## [Directions]
Write out every one of the entries below word for word, without changing anything.

[Items listed in a dataset]
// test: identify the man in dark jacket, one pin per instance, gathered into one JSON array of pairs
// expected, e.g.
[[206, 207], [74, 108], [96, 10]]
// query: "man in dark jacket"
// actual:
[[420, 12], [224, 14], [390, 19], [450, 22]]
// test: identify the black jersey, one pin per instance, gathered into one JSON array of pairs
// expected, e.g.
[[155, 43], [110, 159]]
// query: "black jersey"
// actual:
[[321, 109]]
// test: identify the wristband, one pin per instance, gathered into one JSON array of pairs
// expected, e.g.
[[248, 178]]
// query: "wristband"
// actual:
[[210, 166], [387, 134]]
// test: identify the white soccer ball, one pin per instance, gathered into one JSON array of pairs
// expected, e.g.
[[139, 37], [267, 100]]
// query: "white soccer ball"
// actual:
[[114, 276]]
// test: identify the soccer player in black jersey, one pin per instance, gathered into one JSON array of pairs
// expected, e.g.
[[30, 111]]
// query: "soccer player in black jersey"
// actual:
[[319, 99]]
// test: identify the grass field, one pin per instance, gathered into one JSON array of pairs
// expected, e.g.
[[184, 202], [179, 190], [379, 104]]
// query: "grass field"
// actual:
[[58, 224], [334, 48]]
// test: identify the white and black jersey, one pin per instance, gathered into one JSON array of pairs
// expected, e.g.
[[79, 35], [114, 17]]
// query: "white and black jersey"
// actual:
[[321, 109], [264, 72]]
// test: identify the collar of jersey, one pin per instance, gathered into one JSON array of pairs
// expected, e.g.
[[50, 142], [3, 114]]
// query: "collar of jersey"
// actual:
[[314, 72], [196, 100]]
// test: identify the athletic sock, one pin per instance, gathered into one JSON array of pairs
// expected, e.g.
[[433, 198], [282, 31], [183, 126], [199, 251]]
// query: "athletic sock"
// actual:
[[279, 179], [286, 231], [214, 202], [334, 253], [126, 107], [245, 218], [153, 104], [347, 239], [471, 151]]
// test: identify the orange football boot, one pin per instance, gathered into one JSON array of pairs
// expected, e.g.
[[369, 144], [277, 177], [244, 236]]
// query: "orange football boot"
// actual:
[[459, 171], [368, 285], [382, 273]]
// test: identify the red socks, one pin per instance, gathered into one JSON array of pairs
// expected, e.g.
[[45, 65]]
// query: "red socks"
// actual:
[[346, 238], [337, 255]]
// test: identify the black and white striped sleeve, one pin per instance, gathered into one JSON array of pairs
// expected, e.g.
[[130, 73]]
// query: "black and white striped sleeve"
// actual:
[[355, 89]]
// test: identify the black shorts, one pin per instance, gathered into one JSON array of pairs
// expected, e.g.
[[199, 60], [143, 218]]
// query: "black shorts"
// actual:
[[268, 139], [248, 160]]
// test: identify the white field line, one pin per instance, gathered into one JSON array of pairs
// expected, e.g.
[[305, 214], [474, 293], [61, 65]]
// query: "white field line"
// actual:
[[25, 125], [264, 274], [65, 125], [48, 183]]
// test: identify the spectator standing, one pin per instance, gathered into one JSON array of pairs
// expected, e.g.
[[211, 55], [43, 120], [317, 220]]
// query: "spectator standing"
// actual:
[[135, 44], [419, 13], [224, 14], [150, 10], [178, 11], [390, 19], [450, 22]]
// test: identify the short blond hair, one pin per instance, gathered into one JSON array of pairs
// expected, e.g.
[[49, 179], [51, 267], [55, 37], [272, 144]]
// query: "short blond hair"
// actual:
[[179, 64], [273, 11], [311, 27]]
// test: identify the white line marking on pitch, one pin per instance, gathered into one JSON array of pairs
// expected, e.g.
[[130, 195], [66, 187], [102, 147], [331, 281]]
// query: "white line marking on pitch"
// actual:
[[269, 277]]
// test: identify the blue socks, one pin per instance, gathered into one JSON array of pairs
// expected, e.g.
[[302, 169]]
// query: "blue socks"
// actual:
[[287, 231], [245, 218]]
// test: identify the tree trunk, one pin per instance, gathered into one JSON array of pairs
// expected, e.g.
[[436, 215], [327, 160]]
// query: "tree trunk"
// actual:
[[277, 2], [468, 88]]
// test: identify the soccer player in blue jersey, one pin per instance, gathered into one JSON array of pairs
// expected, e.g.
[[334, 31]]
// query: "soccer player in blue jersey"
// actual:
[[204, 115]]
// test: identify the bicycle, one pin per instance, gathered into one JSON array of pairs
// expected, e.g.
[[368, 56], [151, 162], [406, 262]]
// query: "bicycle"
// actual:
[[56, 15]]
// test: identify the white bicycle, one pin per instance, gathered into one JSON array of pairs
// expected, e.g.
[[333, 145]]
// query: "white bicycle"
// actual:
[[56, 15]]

## [Full answer]
// test: identify the man in dark jacket, one pin per instance, gathered into one JSON array of pairs
// expected, e.g.
[[206, 207], [74, 108], [96, 10]]
// query: "man in dark jacket"
// actual:
[[420, 12], [224, 14], [390, 19], [450, 22]]
// test: identify the black jersey, one pin per instance, gathered into one JSON array of pairs
// expected, e.g.
[[155, 43], [110, 159]]
// query: "black jersey"
// actual:
[[321, 109]]
// test: identify the wristband, one pin per instance, gathered into one JSON array of pairs
// expected, e.g.
[[248, 178]]
// query: "wristband"
// actual:
[[210, 166], [387, 134]]
// test: identify the white soccer ball, one pin per instance, gathered into one JSON array of pairs
// expected, e.g.
[[139, 37], [267, 100]]
// query: "white soccer ball"
// actual:
[[114, 276]]
// test: identify the soccer player in black jersey, one pin per instance, gathered into one JSON array of pairs
// expected, e.g.
[[30, 111]]
// query: "soccer player in black jersey"
// actual:
[[319, 99]]
// test: identify the grass field, one pin per instance, gathered into one JSON array of pairs
// expected, e.g.
[[184, 202], [179, 190], [379, 104]]
// query: "grass field"
// actual:
[[58, 224], [334, 48]]
// test: identify the white and black jersey, one pin per instance, gathered into one JSON array of pairs
// expected, e.g.
[[79, 35], [114, 17]]
// query: "white and black jersey"
// actual:
[[321, 109], [264, 72]]
// test: identify the collar of jersey, one pin per instance, gathered into one JSON array of pairs
// expected, e.g.
[[50, 142], [3, 114]]
// query: "collar of jersey"
// actual:
[[314, 72], [196, 100]]
// test: identify the athletic sock, one pin per instance, gathered into one JSON array of pairs
// expected, e.g.
[[433, 198], [282, 31], [183, 126], [199, 251]]
// query: "athletic sock"
// actual:
[[279, 179], [286, 231], [214, 202], [334, 253], [126, 107], [245, 218], [153, 104], [347, 239], [471, 151]]
// test: identify the orange football boot, one pin per instance, gathered into one JSON array of pairs
// expected, e.g.
[[369, 144], [277, 177], [244, 236]]
// query: "orange football boot"
// actual:
[[459, 171], [368, 285], [382, 273]]
// test: identify the red socks, one pin per instance, gathered into one JSON array of pairs
// expected, e.g.
[[45, 65]]
// query: "red socks"
// actual:
[[346, 238], [337, 255]]
// test: identify the black and white striped sleeve, one pin per instance, gathered into one JSON array of pairs
// expected, e.g.
[[130, 73]]
// query: "black and white striped sleeve"
// actual:
[[355, 89]]
// test: identify the black shorts, one pin per instance, gathered into one JSON array of pairs
// expected, e.g.
[[199, 60], [143, 218]]
// query: "black shorts"
// actual:
[[268, 139], [248, 160]]
// test: identify the white field line, one pin per instance, gathered into one JSON array of pairs
// expected, e.g.
[[305, 214], [474, 293], [61, 65]]
// query: "white field line"
// actual:
[[25, 125], [264, 274], [65, 125], [48, 183]]
// test: identify the spectator standing, one pin per instance, gathered into one JSON array of pairs
// expected, e.g.
[[211, 55], [43, 120], [317, 220]]
// query: "spectator standing"
// actual:
[[135, 44], [419, 13], [224, 14], [150, 10], [178, 11], [390, 19], [450, 22]]
// test: identify the short blond hair, one pin per instance, gathered into one JSON array of pairs
// expected, e.g.
[[49, 179], [51, 267], [55, 37], [272, 144]]
// query: "short blond hair"
// actual:
[[179, 64], [273, 11], [311, 27]]
// test: identify the white line marking on pitch, one pin per instance, gathered into one JSON array of pairs
// expected, e.g.
[[130, 195], [66, 187], [102, 147], [331, 281]]
// query: "white line marking on pitch"
// actual:
[[269, 277]]
// test: identify the blue socks, one pin per instance, gathered into one JSON array of pairs
// expected, e.g.
[[302, 169]]
// query: "blue socks"
// actual:
[[287, 231], [245, 218]]
// test: identify the tree trunk, one pin per instance, gathered into one JSON array of pairs
// expected, e.g.
[[436, 215], [327, 160]]
// query: "tree trunk"
// actual:
[[277, 2], [468, 88]]
// test: identify the soccer player in blue jersey, one pin per instance, gathered into one JSON array of pairs
// expected, e.g.
[[334, 31]]
// query: "soccer player in blue jersey"
// actual:
[[204, 115]]
// test: identify the bicycle, one pin per instance, gathered into one JSON array of pairs
// expected, e.g.
[[368, 56], [151, 162], [406, 262]]
// query: "bicycle"
// actual:
[[56, 15]]
// test: identify the white bicycle, one pin per instance, gathered into one JSON array of pairs
// expected, e.g.
[[333, 145]]
// query: "white bicycle"
// actual:
[[56, 15]]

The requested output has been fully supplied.